### TEXT EXCERPT
The concept of modulus and remainder are taken from VHDL - one of the few things they got right. In fact for unsigned arithmetic they are the same, so I'll defer an explanation until the signed version...
By the way, multiply is defined in terms of add and exponent is defined in terms of multiply, so don't expect miraculous performance.
std::string unsigned_not(const std::string& argument, unsigned size = 0); std::string unsigned_and(const std::string& left, const std::string& right, unsigned size = 0); std::string unsigned_nand(const std::string& left, const std::string& right, unsigned size = 0); std::string unsigned_or(const std::string& left, const std::string& right, unsigned size = 0); std::string unsigned_nor(const std::string& left, const std::string& right, unsigned size = 0); std::string unsigned_xor(const std::string& left, const std::string& right, unsigned size = 0); std::string unsigned_xnor(const std::string& left, const std::string& right, unsigned size = 0);
The only unary logic operator is the not operator. This resizes the result to the target size first, then does the not operation on it and returns the result without further resizing, even if there are now leading 0s. If the target size is 0, then the result is the same size as the input. Thus, for example unsigned_not("10",4) gives "1101" (it resizes first to "0010" and then inverts each bit).
The binary logic operators are similar in that the arguments are resized to the target size before the logic operation and the result returned that size. If the target size is 0 then the target size is the same as the longest argument.
std::string unsigned_shift_left(const std::string& argument, unsigned shift, unsigned size = 0); std::string unsigned_shift_right(const std::string& argument, unsigned shift, unsigned size = 0);
The shift operations perform arithmetic shifts, in this case of course unsigned. The left shift appends os to the string, whilst the right shift discards the lsbs. Finally, the result is resized to the target size - or the minimum size if the target size is 0.
unsigned long unsigned_to_ulong(const std::string& argument); std::string ulong_to_unsigned(unsigned long argument, unsigned size = 0);
Of course it is useful to be able to convert to/from C++ integer types and this is what these two functions do. I've used unsigned long as the integer type because this is the largest unsigned type supported by all compilers. One day all compilers will support the long long extension, but in the meantime conversions are limited to this 32-bit (usually) type.
If you try to convert to the integer type using to_ulong and the value is too big to fit, it just wraps round silently. Put another way, leading bits are discarded and this may result in a changed value.
The conversion from the integer type to a string returns a string of the requested size even if that changes the value. However, a target size of 0 as usual gives a result of the minimum size necessary to represent the result correctly.
In signed arithmetic, the characters of the string are interpreted as a 2's-complement representation. Thus the string "1111" is interpreted as the value -7.
std::string signed_resize(const std::string& argument, signed size = 0);
Returns a new string that is the same as the input string but with leading sign bits either added or discarded to make it the requested size. If the value is too big for the target size, then the value will necessarily change. Otherwise it is value-preserving (translation: I sign extend because it is a signed number).

### DATASET EXTRACT

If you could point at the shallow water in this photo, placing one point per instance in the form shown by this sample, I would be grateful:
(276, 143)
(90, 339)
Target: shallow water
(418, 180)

### BRIEF 1
List the names of the logic operator functions declared in the string arithmetic excerpt.
### BRIEF 2
Write out every entry again, word for word.

### RESULT 1
unsigned_not
unsigned_and
unsigned_nand
unsigned_or
unsigned_nor
unsigned_xor
unsigned_xnor

### RESULT 2
If you could point at the shallow water in this photo, placing one point per instance in the form shown by this sample, I would be grateful:
(276, 143)
(90, 339)
Target: shallow water
(418, 180)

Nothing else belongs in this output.